Moving down to the fourth floor in the Square Exhibition Hall, you can enjoy a collection of 262 Tibetan and Han Buddha statues on display, most of which have never been shown to the public before.

Chinese Tibetan Buddhism is a sect which came about from the amalgamation of the Esoteri sect of Indian Buddhism with Chinese Mongolian and Tibetan traditional cultures. In the early seventh century, art coming from India and Nepal merged with the traditional aesthetic carving techniques of the Mongolians and Tibetans. This Makara-faced Goddess, we are told, dates back to the Qing dynasty (1644-1911), though I always think that saying something was made in the 17th, or 18th, or 19th, or perhaps the 20th century doesn’t really leave you much the wiser!


Along the corridor from the Buddha collection is an exhibition of 170 pieces and sets of porcelain ware which focuses on porcelain from the Song (960-1279), Yuan (1271-1368), Ming (1368-1644) and Qing (1644-1911) dynasties – or, to put it another way, they were all made sometime in the past millennium.


I’m not normally a fan of porcelain vases, but I have to admit a fondness for this blue and white covered jar with a goldfish and algae design dating back to the 16th century.


What I am a fan of, however, is collections of black and white photographs showing life a century or so back. Take these shots, for instance, of the business streets found in Dashilan during the Republic of China period.

• Provided data:
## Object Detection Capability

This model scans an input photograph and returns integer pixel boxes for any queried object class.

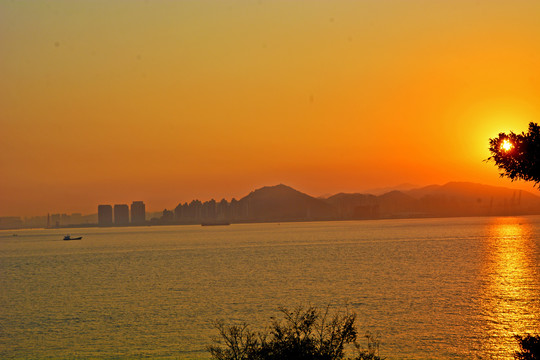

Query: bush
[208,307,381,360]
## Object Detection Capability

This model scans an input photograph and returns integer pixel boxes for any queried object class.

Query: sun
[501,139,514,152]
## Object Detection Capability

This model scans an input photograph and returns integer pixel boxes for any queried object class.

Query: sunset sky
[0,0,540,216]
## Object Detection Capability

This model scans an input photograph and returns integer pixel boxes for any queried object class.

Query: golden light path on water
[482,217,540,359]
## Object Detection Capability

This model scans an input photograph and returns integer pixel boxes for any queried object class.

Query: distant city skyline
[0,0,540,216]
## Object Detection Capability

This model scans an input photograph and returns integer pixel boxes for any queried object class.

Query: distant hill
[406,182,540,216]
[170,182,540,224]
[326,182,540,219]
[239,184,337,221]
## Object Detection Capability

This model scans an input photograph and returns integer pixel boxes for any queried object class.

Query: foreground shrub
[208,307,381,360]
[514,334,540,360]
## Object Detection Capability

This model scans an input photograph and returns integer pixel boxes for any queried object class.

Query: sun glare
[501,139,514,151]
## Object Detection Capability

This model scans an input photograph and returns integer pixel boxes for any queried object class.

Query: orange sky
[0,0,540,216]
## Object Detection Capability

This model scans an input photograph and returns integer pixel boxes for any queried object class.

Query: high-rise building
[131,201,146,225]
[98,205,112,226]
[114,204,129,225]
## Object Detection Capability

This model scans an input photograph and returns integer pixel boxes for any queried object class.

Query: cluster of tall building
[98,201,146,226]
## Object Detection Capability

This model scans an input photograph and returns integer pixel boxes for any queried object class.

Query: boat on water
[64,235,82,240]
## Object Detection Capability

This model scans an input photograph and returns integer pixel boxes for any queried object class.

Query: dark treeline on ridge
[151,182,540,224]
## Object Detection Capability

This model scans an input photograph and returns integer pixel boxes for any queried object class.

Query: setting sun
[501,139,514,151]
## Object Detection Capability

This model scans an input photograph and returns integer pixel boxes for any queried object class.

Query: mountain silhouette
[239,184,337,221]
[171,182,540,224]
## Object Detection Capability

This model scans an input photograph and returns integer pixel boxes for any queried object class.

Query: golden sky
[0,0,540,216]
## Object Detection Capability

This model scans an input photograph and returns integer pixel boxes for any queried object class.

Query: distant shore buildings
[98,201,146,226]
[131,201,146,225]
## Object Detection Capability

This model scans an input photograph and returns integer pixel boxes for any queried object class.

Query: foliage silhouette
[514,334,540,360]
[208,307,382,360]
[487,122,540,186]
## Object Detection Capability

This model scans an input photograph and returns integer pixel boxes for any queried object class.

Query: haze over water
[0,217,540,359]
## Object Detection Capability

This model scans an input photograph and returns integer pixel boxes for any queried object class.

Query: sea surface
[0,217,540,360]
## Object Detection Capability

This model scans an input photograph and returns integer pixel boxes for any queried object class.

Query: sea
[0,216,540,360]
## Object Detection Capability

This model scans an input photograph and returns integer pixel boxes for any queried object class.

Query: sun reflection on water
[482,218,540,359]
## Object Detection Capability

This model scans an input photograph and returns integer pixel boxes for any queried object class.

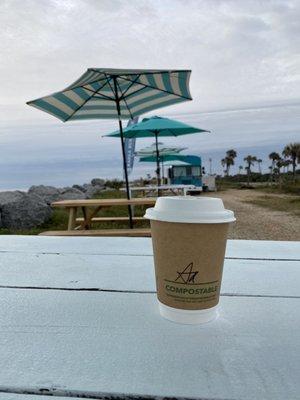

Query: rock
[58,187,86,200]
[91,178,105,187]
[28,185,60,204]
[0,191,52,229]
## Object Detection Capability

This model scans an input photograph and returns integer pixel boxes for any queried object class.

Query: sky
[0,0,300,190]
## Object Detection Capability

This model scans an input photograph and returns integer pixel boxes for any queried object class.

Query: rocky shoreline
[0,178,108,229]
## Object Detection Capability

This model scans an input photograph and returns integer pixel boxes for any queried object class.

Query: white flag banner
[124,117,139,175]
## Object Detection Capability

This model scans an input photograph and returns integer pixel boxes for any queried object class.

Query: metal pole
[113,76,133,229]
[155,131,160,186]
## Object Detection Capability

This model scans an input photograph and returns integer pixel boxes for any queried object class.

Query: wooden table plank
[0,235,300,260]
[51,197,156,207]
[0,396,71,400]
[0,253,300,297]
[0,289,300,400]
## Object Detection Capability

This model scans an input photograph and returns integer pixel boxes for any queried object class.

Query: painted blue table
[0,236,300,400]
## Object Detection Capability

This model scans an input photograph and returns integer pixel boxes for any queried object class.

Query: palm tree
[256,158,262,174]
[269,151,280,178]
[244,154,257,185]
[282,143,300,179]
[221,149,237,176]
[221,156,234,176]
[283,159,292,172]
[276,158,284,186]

• Exercise requirements:
• 1. Decide whether each statement below agrees with the museum passage. For each one, answer yes or no and quote the words of the passage that decide it.
(a) Most of the Buddha statues on display have never been shown to the public before.
(b) The porcelain exhibition holds 262 pieces and sets.
(c) The writer is normally a fan of porcelain vases.
• 2. Extend the museum passage by picking up right after its final sentence.

• Responses to the exercise:
• 1.
(a) Yes: "a collection of 262 Tibetan and Han Buddha statues on display, most of which have never been shown to the public before."
(b) No: "an exhibition of 170 pieces and sets of porcelain ware"
(c) No: "I’m not normally a fan of porcelain vases"

• 2.
My favourite pic in this display has to be of the now long-defunct archways at Dongsi, whose only claim to fame nowadays seems to be as a junction between lines 5 and 10 on the subway system.


Of course, with the Capital Museum’s history of having been originally established at the Confucius Temple, you don’t have to be a rocket scientist to have worked out that sooner or later you are going to come across an image or three of the old sage himself.

But I’m not sure that if I had been around in his day I would have considered for one moment buying a second hand cart from him if he really looked like this. You somehow just ‘know’ that he would probably have pocketed your handful of RMB and done a runner!


Beijing, we are reminded constantly, is a world renowned ancient capital, rich in cultural heritage. “The time honoured brands in Beijing represent the kernel of traditional Chinese urban culture and witness the business development of Beijing.” Well, that’s what it says.

I guess my daughter, who works in the beer trade, would appreciate these two beauties (the posters, that is, not the girls!). This first advertisement is for Shuanghesheng Beer, which was slugged down by the flagon-load in the years from 1912 to 1949.


Or how about this advert for Peiping Beer? (Peiping is an earlier spelling of Beiping, which is an earlier spelling of Peking, which is an earlier spelling of Beijing… <yawn>)


I can imagine this petite beer-swilling temptress would have been a right hit down in the local on a Friday night!

But enough of such floozies! This is a serious museum; and the next thing your favourite blogger comes across is an aerial photograph nicely displaying the central axis that runs through the capital. I’m not sure why it is displayed at this precise point, but it is pretty nonetheless.


But lest you should have become complacent over the last five hours of wandering around this treasure house, you have to remember that this is China; and the Chinese are never happy, it appears, unless they can remind themselves constantly how they have been the victims of endless nasty foreigners invading their land and doing horrid things to their citizens.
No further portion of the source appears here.